**WHAT IS NEEDED**
Express the rows as a JSON list of strings, one string per line and blank lines omitted, starting at the line containing "TARGET: damaged car hood" and ending at the last line of the rows.

**EXERCISE INPUT**
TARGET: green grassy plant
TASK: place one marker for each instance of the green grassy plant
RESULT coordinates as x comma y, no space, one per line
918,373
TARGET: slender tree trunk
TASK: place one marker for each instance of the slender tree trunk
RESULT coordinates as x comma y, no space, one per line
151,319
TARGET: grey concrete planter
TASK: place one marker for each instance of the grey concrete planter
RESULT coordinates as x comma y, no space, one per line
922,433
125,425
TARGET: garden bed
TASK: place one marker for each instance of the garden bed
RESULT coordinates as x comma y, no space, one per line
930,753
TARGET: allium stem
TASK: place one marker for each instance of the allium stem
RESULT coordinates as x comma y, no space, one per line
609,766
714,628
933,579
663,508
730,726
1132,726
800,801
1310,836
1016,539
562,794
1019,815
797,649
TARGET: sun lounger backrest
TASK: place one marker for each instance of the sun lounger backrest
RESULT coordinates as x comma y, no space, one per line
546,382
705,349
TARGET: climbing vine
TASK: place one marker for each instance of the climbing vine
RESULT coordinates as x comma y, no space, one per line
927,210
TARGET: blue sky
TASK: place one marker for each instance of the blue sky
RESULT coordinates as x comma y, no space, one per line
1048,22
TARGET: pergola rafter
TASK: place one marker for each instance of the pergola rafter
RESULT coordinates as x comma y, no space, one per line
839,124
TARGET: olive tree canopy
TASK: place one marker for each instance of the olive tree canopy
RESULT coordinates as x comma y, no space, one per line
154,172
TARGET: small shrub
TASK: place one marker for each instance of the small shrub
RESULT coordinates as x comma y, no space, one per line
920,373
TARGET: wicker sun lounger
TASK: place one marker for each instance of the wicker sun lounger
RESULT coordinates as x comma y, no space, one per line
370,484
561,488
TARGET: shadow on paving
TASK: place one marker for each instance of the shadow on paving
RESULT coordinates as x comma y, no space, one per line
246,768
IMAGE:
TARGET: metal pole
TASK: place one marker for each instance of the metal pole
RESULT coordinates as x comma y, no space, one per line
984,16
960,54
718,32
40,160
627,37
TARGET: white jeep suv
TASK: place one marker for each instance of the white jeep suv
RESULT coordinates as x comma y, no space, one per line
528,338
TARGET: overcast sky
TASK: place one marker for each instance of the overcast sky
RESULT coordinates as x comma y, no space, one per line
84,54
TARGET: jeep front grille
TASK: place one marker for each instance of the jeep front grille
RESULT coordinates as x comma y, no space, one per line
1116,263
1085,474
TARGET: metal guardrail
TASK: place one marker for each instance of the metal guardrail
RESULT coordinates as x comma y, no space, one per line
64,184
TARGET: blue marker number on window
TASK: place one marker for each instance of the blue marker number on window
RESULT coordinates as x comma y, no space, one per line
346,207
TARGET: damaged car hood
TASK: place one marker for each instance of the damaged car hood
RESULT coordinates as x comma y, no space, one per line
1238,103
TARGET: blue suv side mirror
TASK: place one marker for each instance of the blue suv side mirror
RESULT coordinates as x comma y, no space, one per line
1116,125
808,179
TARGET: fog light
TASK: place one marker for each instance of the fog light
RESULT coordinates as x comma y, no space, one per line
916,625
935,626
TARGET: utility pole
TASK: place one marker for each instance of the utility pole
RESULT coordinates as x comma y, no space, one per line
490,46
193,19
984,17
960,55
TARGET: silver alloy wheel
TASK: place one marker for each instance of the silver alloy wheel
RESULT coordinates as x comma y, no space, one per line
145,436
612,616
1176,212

**FULL OUTPUT**
[
  "TARGET: damaged car hood",
  "TASK: place one marker for each instance of the damaged car hood",
  "RESULT coordinates as x comma y, no space, one per line",
  "1238,103",
  "TARGET: blue suv side mirror",
  "TASK: place one marker for each instance of the blue suv side mirror",
  "RESULT coordinates as x comma y, no space, one per line",
  "1116,125",
  "808,179",
  "TARGET: fog light",
  "TASK: place one marker for each instance of the fog light",
  "RESULT coordinates as x comma y, no space, one per line",
  "916,625",
  "935,626",
  "TARGET: utility pole",
  "TASK: place one marker for each instance of the utility pole",
  "RESULT coordinates as x comma y, no space, one per line",
  "490,46",
  "193,19",
  "984,17",
  "960,55",
  "TARGET: silver alloy wheel",
  "TASK: place one marker for each instance of the silver alloy wheel",
  "RESULT coordinates as x comma y, no space, one per line",
  "145,436",
  "612,616",
  "1176,212"
]